**Assignment**
Lines below that hold the word "background" must be copied in full.

(The data Opens)

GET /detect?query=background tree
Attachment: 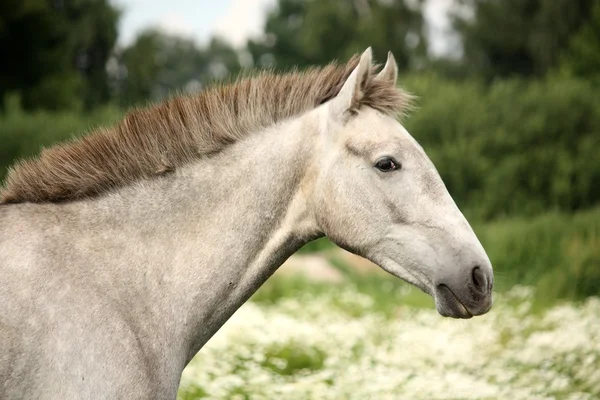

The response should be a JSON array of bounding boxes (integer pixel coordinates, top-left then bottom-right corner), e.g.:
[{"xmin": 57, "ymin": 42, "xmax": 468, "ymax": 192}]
[
  {"xmin": 452, "ymin": 0, "xmax": 596, "ymax": 80},
  {"xmin": 562, "ymin": 1, "xmax": 600, "ymax": 81},
  {"xmin": 69, "ymin": 0, "xmax": 120, "ymax": 108},
  {"xmin": 117, "ymin": 31, "xmax": 242, "ymax": 107},
  {"xmin": 247, "ymin": 0, "xmax": 427, "ymax": 70},
  {"xmin": 0, "ymin": 0, "xmax": 119, "ymax": 110}
]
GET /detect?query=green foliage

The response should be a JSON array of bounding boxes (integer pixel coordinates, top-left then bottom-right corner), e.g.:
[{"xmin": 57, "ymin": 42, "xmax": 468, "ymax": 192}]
[
  {"xmin": 402, "ymin": 74, "xmax": 600, "ymax": 219},
  {"xmin": 117, "ymin": 30, "xmax": 163, "ymax": 107},
  {"xmin": 452, "ymin": 0, "xmax": 597, "ymax": 79},
  {"xmin": 0, "ymin": 0, "xmax": 119, "ymax": 110},
  {"xmin": 247, "ymin": 0, "xmax": 427, "ymax": 70},
  {"xmin": 177, "ymin": 385, "xmax": 208, "ymax": 400},
  {"xmin": 474, "ymin": 207, "xmax": 600, "ymax": 303},
  {"xmin": 117, "ymin": 31, "xmax": 243, "ymax": 107},
  {"xmin": 298, "ymin": 237, "xmax": 333, "ymax": 253},
  {"xmin": 251, "ymin": 264, "xmax": 434, "ymax": 317},
  {"xmin": 261, "ymin": 341, "xmax": 327, "ymax": 375},
  {"xmin": 562, "ymin": 1, "xmax": 600, "ymax": 81}
]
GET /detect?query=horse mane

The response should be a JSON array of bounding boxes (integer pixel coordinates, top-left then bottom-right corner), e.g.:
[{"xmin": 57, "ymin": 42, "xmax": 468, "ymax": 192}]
[{"xmin": 0, "ymin": 55, "xmax": 413, "ymax": 204}]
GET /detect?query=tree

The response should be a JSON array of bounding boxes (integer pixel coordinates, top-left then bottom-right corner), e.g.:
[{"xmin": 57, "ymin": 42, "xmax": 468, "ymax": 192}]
[
  {"xmin": 563, "ymin": 1, "xmax": 600, "ymax": 81},
  {"xmin": 452, "ymin": 0, "xmax": 596, "ymax": 79},
  {"xmin": 117, "ymin": 31, "xmax": 243, "ymax": 107},
  {"xmin": 69, "ymin": 0, "xmax": 120, "ymax": 108},
  {"xmin": 0, "ymin": 0, "xmax": 119, "ymax": 110},
  {"xmin": 247, "ymin": 0, "xmax": 427, "ymax": 70}
]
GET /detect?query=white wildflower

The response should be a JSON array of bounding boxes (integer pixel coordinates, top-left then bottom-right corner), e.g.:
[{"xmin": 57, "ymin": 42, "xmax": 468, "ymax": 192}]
[{"xmin": 179, "ymin": 287, "xmax": 600, "ymax": 399}]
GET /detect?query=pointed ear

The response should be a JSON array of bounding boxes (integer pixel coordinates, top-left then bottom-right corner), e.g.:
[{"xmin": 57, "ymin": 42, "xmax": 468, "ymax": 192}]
[
  {"xmin": 329, "ymin": 47, "xmax": 373, "ymax": 119},
  {"xmin": 374, "ymin": 51, "xmax": 398, "ymax": 87}
]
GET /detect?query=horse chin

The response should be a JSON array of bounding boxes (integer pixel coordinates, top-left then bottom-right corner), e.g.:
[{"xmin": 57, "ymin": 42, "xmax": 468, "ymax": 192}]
[{"xmin": 434, "ymin": 284, "xmax": 474, "ymax": 319}]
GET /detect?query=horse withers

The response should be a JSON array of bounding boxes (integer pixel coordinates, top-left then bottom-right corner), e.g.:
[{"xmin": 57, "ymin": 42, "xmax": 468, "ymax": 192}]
[{"xmin": 0, "ymin": 48, "xmax": 492, "ymax": 399}]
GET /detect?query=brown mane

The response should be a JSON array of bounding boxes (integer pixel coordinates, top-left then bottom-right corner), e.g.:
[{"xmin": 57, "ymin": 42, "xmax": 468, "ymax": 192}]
[{"xmin": 1, "ymin": 55, "xmax": 413, "ymax": 204}]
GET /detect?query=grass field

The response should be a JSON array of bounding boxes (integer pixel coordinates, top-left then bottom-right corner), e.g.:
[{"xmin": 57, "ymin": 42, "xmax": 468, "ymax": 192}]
[{"xmin": 178, "ymin": 276, "xmax": 600, "ymax": 400}]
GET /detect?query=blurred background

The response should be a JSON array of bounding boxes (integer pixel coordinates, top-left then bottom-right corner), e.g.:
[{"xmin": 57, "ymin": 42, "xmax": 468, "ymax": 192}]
[{"xmin": 1, "ymin": 0, "xmax": 599, "ymax": 398}]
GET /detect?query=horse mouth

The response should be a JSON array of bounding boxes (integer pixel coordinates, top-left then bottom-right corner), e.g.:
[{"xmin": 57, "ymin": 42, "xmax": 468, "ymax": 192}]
[{"xmin": 435, "ymin": 284, "xmax": 473, "ymax": 319}]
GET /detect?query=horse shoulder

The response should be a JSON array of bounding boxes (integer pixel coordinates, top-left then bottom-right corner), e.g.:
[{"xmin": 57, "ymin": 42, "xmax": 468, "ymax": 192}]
[{"xmin": 0, "ymin": 205, "xmax": 174, "ymax": 399}]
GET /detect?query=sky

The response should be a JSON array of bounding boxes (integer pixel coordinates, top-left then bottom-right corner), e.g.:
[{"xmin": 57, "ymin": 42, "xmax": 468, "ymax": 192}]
[{"xmin": 110, "ymin": 0, "xmax": 454, "ymax": 56}]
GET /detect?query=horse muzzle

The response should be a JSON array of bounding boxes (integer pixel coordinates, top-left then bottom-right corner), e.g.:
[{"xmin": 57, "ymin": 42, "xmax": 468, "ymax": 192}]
[{"xmin": 433, "ymin": 266, "xmax": 494, "ymax": 319}]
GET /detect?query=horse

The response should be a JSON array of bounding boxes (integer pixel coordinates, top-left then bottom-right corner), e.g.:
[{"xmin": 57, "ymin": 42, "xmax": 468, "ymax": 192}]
[{"xmin": 0, "ymin": 48, "xmax": 493, "ymax": 399}]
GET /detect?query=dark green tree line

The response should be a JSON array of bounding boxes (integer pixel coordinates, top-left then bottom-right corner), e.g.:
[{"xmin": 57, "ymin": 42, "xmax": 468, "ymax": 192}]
[
  {"xmin": 116, "ymin": 31, "xmax": 243, "ymax": 107},
  {"xmin": 0, "ymin": 0, "xmax": 119, "ymax": 110},
  {"xmin": 451, "ymin": 0, "xmax": 598, "ymax": 80},
  {"xmin": 247, "ymin": 0, "xmax": 427, "ymax": 70}
]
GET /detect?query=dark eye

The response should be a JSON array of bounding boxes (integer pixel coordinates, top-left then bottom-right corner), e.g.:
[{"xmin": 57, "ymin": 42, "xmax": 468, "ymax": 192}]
[{"xmin": 375, "ymin": 157, "xmax": 400, "ymax": 172}]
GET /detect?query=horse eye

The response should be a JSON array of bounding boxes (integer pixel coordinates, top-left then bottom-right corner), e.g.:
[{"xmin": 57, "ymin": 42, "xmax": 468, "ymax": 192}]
[{"xmin": 375, "ymin": 158, "xmax": 400, "ymax": 172}]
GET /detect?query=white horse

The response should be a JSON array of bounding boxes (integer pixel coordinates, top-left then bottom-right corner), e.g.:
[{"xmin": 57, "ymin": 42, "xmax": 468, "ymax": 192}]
[{"xmin": 0, "ymin": 48, "xmax": 493, "ymax": 399}]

(The data Closes)

**Output of the task**
GET /detect?query=background tree
GET /detect?query=blurred background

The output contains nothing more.